#### Objective
Rewrite the listing from the line that contains "In this picture, which region holds the blue shop" through the line that contains "[469,6,603,198]", keeping every request line and raising each bounding-box coordinate by 87.

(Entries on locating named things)
━━━━

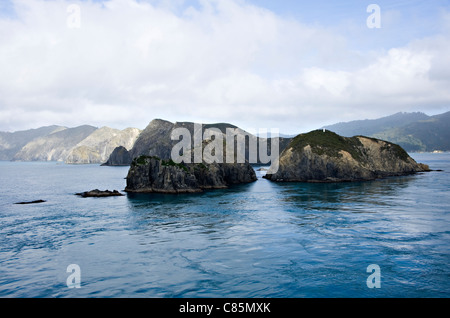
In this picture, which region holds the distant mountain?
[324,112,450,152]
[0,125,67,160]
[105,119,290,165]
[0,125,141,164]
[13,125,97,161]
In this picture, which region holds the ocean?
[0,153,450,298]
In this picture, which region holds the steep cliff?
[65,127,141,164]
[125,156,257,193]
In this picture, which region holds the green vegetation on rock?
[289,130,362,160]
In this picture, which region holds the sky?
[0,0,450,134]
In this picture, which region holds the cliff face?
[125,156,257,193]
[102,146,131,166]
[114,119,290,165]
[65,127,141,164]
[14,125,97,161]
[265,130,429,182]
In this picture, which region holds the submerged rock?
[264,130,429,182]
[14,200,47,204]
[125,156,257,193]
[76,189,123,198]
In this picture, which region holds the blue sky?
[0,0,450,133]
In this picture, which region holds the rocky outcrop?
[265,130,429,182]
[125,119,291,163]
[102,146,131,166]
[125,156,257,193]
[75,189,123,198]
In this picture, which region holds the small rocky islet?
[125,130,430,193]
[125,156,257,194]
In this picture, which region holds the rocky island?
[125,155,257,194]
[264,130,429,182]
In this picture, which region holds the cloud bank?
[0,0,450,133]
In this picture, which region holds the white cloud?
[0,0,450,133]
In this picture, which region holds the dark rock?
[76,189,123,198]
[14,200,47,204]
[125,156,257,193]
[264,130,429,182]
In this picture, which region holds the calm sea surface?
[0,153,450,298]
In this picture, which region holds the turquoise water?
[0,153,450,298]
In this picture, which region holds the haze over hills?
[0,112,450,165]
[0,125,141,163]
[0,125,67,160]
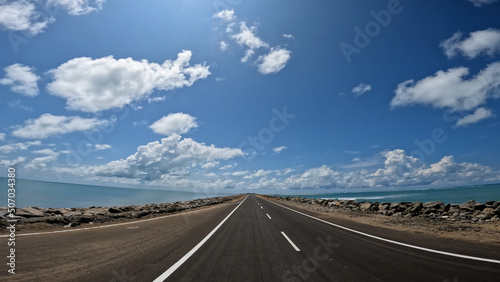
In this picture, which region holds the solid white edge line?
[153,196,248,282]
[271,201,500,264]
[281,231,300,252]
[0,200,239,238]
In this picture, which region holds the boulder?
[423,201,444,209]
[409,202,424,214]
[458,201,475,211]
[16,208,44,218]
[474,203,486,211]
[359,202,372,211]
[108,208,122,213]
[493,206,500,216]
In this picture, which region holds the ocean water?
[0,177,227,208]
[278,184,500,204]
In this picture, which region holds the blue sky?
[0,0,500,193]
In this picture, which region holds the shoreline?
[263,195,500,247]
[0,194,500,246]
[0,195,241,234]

━━━━

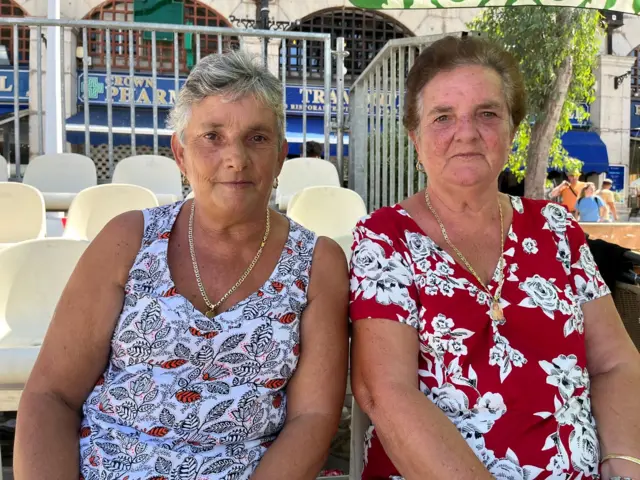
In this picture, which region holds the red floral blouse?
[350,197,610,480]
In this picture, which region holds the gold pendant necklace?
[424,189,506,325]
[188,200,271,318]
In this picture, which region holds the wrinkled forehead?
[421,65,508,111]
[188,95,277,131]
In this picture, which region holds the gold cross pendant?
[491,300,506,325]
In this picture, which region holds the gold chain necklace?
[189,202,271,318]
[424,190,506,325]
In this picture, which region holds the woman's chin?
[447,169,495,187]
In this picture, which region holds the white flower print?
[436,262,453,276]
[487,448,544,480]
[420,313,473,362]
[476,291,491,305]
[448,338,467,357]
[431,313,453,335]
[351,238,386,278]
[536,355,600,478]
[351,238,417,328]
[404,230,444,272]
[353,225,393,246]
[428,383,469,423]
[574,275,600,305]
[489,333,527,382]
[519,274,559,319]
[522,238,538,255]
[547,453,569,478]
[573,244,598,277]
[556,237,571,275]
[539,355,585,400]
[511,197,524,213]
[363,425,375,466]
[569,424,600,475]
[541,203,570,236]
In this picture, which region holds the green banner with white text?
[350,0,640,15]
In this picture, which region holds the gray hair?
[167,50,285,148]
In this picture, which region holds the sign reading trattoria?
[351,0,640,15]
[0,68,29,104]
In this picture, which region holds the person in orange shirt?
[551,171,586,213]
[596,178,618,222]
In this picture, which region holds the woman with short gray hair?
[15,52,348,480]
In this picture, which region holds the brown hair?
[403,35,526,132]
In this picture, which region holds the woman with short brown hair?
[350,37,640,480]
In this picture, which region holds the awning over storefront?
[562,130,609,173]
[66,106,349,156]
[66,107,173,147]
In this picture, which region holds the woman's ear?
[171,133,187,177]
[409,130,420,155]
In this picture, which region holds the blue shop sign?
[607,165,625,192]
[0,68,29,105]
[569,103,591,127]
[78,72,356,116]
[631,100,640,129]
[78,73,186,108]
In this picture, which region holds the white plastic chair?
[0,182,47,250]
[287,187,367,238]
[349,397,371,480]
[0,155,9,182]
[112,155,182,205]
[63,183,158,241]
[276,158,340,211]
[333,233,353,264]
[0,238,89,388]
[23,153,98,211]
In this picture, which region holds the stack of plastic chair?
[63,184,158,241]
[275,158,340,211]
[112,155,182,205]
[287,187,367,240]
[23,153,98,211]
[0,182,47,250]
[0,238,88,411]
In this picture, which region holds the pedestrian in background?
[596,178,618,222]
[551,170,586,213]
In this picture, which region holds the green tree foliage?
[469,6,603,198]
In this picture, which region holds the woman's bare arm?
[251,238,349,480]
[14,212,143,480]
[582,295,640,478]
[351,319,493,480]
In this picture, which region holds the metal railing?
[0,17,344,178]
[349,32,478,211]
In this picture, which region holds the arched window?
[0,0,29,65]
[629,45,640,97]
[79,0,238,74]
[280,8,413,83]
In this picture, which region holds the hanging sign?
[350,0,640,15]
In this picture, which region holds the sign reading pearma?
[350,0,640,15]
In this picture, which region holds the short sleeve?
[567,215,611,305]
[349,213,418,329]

━━━━

#### Exercise response
In this picture, which region holds the blue shop sign?
[694,252,712,279]
[87,155,116,192]
[656,190,678,214]
[165,159,443,203]
[718,187,727,216]
[165,160,273,195]
In this picture, which region holds the white plastic chair?
[87,269,134,337]
[374,274,454,325]
[436,484,458,567]
[87,242,96,269]
[199,242,269,292]
[150,270,245,328]
[363,245,427,298]
[420,320,440,351]
[87,325,176,475]
[110,240,185,298]
In this picture, which region holds the stack of plastic chair?
[150,271,245,328]
[362,245,427,298]
[199,242,269,292]
[374,274,454,327]
[110,240,185,298]
[87,269,134,337]
[87,325,175,498]
In this picture, which region holds the pedestrian in background?
[683,265,705,309]
[638,257,673,300]
In this picture, which region holds the green tree foliage?
[556,93,690,285]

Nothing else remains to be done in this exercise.